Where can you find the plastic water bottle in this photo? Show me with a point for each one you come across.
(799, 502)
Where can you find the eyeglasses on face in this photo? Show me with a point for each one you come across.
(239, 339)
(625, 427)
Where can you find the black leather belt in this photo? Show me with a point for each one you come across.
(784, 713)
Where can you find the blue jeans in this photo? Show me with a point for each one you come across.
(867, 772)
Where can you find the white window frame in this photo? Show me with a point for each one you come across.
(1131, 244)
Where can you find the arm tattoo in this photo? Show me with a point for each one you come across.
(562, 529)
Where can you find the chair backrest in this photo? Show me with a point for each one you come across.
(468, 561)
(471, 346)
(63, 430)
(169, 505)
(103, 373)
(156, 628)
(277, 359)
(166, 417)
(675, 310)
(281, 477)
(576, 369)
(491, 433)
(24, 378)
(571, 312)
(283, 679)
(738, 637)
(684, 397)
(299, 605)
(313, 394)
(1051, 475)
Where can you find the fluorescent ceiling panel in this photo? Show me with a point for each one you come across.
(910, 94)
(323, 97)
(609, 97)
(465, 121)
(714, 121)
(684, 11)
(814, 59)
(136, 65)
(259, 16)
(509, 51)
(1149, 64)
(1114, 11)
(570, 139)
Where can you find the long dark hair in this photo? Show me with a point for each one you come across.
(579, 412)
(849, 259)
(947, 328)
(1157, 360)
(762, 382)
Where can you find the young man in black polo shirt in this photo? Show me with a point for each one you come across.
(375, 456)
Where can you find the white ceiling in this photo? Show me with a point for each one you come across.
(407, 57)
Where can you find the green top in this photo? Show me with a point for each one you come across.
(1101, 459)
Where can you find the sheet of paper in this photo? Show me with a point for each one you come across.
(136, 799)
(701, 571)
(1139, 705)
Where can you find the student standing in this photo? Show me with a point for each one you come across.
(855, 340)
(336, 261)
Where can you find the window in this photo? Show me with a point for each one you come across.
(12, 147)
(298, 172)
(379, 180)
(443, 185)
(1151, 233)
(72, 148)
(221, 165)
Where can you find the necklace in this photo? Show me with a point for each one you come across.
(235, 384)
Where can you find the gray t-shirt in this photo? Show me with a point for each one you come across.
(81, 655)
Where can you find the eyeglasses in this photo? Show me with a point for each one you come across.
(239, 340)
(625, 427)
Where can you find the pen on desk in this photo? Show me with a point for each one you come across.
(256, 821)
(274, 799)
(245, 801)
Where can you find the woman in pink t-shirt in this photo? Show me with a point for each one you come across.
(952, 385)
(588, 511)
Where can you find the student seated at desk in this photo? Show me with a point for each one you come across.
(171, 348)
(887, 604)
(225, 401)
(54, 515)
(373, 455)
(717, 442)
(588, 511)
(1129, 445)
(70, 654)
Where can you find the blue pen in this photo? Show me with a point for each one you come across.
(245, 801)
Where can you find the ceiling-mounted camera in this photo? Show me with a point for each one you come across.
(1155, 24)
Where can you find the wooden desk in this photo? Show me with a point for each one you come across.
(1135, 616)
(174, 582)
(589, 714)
───
* **Action item**
Only the lines from the one containing "Where can you find the ceiling-mounted" through the final line of the material should be printed, each word for word. Both of those lines count.

* **Task response**
Where can you find the ceiling-mounted camera in this photo? Show me with a point for each one you come across.
(1155, 24)
Where can you find the wooden desk in this photo? Show me with a point for each one you come across.
(1135, 616)
(174, 582)
(589, 714)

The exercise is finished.